**Work request:**
Could you write out the lines below exactly, beginning with the first and finishing with the one that contains "ring rule: even-odd"?

Dataset entries
..............................

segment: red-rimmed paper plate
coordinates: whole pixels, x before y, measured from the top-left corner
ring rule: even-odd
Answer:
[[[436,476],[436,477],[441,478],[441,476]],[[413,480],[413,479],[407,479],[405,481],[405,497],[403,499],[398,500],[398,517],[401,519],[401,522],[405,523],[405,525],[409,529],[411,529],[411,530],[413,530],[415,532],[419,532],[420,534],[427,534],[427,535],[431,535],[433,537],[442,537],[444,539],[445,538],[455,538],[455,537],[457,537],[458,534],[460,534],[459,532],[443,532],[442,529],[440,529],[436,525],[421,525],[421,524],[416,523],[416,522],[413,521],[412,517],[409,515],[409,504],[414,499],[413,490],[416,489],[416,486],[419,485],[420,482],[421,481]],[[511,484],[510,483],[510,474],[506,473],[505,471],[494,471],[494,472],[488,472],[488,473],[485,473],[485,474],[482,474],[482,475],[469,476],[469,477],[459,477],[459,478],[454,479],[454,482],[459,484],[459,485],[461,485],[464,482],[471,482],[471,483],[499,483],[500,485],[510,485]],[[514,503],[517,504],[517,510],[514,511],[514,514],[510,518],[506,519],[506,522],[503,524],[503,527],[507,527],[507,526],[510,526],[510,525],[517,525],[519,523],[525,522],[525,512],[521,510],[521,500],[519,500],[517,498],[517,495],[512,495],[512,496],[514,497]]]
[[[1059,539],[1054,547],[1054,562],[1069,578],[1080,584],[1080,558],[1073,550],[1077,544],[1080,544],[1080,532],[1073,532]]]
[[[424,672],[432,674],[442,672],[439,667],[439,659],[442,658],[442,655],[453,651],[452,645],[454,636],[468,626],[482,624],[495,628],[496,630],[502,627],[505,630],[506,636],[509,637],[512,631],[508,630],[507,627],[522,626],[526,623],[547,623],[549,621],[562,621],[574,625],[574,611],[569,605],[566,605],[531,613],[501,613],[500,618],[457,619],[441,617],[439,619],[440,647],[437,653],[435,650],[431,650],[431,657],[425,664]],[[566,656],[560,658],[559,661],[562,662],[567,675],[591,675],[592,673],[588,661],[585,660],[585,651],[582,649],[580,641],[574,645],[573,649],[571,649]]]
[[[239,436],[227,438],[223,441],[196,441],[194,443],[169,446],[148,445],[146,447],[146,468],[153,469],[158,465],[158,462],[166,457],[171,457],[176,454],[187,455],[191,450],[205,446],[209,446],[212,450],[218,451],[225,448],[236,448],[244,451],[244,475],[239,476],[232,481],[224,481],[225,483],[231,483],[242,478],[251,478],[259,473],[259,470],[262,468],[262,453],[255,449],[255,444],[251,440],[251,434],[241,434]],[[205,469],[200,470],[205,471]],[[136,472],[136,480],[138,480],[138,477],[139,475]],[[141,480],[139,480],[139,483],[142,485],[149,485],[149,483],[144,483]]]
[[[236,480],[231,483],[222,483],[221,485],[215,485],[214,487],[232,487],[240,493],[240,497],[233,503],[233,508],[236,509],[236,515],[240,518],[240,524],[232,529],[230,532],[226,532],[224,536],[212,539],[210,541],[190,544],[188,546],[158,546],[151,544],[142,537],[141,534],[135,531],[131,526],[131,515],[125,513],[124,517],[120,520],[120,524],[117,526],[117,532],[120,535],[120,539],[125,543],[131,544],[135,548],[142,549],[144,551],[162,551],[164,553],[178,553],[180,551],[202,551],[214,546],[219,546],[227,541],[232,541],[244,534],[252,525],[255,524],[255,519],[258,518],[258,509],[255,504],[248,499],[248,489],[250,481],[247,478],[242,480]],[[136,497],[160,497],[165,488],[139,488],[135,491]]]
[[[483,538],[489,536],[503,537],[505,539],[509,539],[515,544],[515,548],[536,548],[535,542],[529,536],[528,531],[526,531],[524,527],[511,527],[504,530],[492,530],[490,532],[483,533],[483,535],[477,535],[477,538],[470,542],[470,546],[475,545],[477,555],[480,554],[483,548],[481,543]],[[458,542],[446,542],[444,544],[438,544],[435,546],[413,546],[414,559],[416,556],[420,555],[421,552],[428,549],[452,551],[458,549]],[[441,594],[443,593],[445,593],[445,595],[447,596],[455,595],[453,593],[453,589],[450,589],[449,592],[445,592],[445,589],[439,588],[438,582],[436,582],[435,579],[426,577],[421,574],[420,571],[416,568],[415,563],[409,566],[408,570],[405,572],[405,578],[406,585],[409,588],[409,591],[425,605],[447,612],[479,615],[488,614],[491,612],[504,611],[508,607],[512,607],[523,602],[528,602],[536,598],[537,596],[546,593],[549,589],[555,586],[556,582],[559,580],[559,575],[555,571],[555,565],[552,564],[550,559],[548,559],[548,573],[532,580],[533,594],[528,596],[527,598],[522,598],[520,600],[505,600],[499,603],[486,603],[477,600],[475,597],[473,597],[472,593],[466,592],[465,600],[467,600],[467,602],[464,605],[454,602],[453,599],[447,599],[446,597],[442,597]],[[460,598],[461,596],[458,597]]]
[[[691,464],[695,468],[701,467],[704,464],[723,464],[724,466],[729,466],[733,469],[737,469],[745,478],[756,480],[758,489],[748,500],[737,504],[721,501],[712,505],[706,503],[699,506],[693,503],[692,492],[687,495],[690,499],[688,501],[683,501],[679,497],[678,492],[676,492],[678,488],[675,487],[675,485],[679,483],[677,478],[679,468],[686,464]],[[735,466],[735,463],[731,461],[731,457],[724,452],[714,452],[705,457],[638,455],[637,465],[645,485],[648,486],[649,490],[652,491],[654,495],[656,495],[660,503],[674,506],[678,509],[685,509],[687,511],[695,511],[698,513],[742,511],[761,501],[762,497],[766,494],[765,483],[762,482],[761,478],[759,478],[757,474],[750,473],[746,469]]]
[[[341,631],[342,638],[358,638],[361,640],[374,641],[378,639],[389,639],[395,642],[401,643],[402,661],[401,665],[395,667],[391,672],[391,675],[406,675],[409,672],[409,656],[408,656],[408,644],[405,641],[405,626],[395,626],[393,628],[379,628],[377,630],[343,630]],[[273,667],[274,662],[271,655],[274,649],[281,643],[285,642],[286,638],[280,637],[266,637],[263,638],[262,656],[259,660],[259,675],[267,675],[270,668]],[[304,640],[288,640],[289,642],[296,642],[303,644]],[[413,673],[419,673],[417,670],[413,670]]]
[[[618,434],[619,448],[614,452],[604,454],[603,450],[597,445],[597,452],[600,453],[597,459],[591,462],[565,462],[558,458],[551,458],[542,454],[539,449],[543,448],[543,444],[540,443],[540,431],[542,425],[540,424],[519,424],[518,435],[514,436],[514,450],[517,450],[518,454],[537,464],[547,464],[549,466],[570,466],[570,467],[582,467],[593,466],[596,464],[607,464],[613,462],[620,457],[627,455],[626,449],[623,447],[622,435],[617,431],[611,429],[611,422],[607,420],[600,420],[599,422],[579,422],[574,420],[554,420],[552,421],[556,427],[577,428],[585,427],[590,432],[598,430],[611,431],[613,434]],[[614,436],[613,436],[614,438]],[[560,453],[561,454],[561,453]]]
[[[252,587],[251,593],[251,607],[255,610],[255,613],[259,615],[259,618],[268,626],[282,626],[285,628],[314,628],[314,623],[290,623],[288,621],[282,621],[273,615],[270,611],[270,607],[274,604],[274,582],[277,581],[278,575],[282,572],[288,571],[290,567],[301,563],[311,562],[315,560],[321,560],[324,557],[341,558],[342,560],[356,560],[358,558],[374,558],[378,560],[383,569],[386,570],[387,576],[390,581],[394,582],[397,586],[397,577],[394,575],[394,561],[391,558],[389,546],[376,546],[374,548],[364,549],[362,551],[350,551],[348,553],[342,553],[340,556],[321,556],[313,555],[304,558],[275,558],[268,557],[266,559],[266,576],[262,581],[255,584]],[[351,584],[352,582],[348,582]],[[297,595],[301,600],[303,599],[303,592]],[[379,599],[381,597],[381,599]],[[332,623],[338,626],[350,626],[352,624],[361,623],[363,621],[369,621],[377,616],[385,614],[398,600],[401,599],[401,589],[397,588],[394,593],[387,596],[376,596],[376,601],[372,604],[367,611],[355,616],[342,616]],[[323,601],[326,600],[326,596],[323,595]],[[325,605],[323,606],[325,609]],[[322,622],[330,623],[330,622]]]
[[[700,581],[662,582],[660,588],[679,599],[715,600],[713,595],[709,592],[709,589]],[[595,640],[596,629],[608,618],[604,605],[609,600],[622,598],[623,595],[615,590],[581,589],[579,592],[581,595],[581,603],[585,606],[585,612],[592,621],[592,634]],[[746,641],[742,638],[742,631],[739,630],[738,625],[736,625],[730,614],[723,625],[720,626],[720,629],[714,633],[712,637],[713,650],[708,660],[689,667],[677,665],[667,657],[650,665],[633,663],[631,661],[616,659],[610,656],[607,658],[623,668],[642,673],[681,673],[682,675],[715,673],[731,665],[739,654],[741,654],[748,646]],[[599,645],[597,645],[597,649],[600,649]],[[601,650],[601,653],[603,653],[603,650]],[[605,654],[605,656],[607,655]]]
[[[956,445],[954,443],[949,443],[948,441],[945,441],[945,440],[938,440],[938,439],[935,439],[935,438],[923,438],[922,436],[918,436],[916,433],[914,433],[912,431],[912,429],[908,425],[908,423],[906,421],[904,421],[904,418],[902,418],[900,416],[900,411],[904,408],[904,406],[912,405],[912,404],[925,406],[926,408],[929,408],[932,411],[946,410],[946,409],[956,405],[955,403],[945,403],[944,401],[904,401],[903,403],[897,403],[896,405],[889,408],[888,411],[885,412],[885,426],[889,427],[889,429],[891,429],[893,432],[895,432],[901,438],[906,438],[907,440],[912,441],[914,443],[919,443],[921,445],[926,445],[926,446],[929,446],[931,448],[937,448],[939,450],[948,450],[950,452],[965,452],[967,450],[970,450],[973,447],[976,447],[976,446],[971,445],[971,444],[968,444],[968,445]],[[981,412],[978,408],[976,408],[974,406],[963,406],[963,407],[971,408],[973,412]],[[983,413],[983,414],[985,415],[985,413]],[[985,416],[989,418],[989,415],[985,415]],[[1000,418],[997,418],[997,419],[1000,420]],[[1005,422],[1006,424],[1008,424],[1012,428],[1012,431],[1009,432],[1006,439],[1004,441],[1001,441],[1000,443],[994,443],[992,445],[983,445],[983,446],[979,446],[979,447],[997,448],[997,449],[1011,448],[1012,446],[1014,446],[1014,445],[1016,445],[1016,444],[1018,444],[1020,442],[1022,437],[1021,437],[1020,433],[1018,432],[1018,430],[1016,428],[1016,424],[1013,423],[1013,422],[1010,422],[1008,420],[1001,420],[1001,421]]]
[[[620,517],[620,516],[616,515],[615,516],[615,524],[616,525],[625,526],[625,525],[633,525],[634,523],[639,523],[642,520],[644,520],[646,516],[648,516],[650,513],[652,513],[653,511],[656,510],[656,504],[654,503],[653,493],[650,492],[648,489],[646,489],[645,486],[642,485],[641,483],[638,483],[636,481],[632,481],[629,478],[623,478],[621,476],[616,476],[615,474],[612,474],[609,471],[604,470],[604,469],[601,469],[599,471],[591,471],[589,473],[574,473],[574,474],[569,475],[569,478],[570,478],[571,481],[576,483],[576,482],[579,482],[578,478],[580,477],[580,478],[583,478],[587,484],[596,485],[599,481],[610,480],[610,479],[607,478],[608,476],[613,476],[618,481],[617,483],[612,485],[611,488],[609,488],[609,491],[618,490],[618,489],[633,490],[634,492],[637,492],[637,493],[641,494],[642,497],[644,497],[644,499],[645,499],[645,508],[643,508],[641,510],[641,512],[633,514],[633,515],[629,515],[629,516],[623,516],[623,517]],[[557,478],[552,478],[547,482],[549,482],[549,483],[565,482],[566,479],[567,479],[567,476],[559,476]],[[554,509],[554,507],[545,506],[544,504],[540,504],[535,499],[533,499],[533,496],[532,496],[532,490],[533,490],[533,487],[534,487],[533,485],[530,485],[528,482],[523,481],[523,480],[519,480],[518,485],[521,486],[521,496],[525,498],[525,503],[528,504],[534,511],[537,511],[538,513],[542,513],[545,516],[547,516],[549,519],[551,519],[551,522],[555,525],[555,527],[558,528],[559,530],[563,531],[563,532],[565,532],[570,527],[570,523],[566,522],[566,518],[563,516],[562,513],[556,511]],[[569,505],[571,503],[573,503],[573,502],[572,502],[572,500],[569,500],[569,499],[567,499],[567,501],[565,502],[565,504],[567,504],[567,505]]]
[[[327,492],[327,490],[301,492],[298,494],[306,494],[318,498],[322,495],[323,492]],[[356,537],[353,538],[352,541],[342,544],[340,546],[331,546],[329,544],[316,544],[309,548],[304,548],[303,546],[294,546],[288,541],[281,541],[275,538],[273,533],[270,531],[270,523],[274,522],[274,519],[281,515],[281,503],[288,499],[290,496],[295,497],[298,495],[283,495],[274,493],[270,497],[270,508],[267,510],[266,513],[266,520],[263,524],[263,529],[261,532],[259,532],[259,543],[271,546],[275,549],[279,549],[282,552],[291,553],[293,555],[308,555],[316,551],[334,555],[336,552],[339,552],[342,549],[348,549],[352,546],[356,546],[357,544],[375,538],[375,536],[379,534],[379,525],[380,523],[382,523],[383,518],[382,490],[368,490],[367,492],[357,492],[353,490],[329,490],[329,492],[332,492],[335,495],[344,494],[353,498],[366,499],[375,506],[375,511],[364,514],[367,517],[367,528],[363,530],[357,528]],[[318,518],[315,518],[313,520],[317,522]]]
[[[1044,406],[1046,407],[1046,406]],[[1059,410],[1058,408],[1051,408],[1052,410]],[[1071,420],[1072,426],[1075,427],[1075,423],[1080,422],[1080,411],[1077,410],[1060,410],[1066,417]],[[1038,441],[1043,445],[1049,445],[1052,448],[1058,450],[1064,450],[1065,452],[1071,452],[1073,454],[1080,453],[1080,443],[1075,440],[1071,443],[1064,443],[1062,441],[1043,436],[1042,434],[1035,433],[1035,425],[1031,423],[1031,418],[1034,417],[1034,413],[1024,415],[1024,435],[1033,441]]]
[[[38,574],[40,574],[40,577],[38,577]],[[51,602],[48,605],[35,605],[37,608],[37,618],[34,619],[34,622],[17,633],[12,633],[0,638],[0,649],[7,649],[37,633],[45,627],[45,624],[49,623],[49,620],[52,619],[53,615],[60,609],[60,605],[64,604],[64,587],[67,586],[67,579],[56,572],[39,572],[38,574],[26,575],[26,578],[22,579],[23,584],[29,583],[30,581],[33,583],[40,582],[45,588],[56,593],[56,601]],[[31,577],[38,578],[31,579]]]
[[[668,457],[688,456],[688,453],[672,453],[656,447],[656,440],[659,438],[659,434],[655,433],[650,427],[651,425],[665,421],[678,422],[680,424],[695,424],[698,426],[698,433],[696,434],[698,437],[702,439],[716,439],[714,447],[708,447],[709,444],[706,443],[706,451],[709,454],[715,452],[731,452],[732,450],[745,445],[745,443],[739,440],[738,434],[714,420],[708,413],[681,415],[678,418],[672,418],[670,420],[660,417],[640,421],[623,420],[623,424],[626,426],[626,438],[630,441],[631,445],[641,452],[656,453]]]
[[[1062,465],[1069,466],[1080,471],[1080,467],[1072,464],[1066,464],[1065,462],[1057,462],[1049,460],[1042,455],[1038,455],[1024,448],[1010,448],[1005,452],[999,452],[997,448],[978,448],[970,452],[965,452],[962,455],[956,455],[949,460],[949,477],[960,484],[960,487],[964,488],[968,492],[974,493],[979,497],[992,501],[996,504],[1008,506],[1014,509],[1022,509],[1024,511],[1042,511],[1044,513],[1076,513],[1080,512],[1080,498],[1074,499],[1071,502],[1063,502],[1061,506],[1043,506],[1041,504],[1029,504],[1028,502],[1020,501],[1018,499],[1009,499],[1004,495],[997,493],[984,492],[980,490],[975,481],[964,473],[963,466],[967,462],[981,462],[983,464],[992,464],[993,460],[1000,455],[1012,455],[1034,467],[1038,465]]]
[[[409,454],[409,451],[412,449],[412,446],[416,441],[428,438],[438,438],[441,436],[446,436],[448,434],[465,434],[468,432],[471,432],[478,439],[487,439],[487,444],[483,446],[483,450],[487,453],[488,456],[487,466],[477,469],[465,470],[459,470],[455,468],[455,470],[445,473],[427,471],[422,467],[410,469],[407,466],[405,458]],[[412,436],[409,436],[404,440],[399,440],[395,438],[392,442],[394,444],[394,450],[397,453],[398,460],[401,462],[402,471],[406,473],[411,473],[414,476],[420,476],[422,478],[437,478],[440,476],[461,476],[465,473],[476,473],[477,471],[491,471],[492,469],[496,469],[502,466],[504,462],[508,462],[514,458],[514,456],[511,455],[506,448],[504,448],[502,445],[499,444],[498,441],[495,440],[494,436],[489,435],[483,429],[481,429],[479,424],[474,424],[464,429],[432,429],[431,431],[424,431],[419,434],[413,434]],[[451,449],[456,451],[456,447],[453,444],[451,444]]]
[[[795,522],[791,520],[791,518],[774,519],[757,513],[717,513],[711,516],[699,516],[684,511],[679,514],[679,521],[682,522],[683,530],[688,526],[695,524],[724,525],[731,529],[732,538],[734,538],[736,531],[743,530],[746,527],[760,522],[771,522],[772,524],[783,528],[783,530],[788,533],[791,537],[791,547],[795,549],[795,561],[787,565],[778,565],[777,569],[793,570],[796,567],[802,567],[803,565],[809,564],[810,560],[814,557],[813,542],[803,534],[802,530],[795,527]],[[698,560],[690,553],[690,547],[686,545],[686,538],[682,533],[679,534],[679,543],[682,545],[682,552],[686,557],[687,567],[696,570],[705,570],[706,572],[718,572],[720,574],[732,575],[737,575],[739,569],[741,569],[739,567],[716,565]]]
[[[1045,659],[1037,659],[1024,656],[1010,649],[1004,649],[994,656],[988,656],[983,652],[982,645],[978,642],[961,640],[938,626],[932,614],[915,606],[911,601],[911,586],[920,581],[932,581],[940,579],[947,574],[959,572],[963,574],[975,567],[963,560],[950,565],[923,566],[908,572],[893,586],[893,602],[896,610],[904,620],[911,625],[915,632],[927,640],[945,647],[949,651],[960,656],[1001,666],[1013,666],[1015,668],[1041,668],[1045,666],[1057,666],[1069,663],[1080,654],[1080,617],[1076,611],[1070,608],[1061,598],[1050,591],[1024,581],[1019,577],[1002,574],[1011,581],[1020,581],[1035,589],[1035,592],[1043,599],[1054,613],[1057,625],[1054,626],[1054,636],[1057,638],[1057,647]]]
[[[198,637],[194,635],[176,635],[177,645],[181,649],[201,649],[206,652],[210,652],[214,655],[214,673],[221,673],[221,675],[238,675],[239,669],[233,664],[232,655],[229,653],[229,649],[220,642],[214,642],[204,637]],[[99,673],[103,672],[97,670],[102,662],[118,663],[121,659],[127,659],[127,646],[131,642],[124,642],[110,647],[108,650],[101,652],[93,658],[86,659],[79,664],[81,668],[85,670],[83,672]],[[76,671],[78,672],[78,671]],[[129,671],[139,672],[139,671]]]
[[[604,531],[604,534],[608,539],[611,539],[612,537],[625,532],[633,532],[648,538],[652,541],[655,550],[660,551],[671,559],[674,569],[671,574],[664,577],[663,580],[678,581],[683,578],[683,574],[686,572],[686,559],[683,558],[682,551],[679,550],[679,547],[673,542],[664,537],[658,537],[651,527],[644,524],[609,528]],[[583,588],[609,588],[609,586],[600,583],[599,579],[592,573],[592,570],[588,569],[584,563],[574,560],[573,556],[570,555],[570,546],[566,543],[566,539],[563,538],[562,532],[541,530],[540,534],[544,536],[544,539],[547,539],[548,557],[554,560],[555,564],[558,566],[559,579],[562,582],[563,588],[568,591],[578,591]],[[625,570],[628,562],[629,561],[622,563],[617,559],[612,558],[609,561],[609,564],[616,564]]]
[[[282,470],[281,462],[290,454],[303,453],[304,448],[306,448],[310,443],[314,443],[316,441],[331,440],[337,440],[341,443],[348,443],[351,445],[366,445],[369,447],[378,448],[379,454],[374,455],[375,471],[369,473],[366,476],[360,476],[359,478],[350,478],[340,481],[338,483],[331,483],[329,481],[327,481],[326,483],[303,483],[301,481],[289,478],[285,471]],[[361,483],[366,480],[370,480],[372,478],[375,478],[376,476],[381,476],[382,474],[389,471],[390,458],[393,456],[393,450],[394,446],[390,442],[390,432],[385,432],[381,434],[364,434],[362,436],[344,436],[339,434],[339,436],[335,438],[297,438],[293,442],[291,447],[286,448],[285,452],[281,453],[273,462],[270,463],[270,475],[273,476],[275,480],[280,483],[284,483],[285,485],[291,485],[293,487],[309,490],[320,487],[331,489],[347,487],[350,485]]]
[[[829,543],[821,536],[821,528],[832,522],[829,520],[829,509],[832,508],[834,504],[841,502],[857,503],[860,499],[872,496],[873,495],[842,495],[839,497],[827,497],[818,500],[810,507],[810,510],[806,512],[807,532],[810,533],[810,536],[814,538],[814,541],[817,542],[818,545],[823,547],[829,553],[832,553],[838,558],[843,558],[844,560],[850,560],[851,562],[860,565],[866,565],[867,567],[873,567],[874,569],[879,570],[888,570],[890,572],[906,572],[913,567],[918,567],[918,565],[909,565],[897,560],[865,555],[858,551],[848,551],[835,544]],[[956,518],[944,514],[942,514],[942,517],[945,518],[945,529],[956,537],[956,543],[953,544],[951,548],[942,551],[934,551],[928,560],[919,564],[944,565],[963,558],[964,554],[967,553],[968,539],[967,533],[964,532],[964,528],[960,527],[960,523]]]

..............................

**Answer to the exercise:**
segment: red-rimmed paper plate
coordinates: whole pixels, x before y, measured from the top-left corner
ring rule: even-odd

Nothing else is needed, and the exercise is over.